Directive -> Your task is to repeat, word for word, the line containing "the yellow wall" and all lines that follow it to the end of the material, and no other lines.

BEGIN Material for this exercise

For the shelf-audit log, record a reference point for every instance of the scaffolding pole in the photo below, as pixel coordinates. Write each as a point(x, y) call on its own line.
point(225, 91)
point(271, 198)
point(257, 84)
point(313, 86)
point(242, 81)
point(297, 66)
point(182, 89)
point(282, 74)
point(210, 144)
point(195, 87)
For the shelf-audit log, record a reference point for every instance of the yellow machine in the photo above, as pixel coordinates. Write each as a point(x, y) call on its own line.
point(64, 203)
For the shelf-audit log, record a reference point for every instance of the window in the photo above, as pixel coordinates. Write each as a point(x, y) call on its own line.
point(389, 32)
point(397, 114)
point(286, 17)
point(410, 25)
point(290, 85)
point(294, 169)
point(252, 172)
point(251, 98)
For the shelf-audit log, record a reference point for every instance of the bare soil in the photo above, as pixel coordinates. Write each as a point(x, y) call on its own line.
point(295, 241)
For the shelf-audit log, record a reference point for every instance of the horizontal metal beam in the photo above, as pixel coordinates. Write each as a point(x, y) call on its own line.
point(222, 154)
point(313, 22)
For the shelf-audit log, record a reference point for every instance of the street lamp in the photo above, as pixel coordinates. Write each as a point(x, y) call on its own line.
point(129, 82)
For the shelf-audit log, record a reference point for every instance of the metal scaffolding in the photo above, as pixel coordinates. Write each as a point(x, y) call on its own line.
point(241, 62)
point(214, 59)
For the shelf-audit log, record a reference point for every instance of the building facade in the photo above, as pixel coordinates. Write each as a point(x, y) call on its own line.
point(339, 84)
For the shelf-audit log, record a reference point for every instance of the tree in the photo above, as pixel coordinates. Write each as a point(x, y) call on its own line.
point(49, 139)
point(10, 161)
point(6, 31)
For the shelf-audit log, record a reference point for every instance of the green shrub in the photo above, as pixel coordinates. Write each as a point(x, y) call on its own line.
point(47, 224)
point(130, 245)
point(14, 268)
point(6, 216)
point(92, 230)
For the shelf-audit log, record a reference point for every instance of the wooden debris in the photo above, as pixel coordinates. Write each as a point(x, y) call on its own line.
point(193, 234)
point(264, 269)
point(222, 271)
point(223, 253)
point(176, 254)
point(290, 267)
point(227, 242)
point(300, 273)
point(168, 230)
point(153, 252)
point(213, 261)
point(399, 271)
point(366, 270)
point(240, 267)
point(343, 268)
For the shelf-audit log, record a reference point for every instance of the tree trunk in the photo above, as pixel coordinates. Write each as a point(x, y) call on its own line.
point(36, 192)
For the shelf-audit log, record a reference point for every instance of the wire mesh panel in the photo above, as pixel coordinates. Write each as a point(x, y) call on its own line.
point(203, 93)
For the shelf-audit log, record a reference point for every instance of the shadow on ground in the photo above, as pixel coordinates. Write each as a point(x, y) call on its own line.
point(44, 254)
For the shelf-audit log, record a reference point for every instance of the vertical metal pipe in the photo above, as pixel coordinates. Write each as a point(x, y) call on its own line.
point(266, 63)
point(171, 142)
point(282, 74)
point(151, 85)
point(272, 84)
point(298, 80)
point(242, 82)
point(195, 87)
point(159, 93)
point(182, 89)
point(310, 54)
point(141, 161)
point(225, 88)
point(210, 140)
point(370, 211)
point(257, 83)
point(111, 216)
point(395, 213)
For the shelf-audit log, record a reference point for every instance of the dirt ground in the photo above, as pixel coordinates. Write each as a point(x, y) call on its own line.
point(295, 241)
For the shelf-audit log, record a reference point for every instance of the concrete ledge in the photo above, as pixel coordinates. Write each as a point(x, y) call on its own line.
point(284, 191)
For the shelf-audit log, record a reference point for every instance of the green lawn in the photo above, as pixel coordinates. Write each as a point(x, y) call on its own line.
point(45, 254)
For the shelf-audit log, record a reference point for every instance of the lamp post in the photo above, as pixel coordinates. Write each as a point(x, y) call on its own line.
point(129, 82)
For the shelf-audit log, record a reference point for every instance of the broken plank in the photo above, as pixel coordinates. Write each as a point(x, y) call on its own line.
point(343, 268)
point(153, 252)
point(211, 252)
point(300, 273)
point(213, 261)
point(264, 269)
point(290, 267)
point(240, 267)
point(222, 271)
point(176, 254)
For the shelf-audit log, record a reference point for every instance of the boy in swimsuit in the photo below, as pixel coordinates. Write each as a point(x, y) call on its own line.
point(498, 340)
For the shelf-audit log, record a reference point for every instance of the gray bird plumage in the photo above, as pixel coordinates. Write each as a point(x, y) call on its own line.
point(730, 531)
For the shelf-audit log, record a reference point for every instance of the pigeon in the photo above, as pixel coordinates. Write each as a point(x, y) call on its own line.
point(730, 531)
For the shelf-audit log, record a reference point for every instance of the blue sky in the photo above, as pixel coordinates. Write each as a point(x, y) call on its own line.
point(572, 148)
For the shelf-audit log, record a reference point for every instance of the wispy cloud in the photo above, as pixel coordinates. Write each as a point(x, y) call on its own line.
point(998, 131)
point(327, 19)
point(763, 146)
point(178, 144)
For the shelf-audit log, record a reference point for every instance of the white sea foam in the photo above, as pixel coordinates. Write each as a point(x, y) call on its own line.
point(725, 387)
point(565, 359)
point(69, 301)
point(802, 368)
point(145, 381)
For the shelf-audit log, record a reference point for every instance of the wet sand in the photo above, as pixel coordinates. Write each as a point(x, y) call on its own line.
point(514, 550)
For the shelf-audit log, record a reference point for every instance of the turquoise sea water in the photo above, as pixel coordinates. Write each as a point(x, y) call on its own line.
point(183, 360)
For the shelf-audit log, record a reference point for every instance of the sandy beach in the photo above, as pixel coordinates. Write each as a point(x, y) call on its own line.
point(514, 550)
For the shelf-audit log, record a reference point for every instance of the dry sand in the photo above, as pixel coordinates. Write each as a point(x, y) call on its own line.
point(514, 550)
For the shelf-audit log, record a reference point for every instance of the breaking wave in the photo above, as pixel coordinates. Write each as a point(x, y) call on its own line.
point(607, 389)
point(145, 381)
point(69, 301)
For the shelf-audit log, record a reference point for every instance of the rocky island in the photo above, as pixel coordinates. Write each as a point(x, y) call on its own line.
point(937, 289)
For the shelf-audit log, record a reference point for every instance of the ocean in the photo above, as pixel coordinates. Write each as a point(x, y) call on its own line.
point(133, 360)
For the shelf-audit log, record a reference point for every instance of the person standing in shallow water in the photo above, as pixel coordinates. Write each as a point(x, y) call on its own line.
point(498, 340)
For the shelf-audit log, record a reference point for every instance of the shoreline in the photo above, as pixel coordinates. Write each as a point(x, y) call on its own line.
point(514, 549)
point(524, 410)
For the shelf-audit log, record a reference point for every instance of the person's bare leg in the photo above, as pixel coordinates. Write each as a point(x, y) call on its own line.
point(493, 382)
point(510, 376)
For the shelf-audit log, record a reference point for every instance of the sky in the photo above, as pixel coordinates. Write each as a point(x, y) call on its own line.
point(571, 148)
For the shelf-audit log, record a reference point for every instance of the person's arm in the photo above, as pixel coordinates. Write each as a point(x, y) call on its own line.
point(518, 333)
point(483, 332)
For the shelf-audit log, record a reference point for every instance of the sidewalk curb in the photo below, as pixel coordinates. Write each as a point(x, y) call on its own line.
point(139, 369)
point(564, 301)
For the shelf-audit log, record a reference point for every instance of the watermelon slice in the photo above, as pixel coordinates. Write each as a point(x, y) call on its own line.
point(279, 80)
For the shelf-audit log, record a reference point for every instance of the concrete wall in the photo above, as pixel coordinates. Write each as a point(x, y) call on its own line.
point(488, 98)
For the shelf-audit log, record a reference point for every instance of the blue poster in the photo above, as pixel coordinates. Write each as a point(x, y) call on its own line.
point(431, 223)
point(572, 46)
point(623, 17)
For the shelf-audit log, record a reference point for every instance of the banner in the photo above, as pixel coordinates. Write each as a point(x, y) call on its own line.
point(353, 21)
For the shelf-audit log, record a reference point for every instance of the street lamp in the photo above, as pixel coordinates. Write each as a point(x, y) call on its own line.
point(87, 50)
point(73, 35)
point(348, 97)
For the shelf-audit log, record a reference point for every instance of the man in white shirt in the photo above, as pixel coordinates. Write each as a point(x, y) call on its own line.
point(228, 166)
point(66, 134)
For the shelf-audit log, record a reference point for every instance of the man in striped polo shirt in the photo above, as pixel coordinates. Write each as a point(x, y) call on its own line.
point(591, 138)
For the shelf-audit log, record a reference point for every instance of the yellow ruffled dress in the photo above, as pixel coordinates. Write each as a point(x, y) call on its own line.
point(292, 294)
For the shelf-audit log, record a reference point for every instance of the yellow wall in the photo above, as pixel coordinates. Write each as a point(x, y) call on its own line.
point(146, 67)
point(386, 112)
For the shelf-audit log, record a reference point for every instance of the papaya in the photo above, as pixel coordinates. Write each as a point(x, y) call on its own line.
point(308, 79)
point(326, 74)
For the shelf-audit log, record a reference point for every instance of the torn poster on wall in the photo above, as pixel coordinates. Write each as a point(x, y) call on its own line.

END Material for this exercise

Task response ->
For the shelf-audit log, record a reference point for every instance of the yellow wall in the photo above, as pixel coordinates. Write each as a point(x, y) call on its own line.
point(146, 67)
point(386, 112)
For the shelf-audit log, record a reference point for every instance of the papaya in the photo above, as pixel coordinates. Write each as a point(x, y) call on its own line.
point(308, 79)
point(326, 74)
For the shelf-audit log, record a reference point for every instance of the torn poster on wall in the photo above, as pixel coordinates. Write each as a point(x, y) call on its own line.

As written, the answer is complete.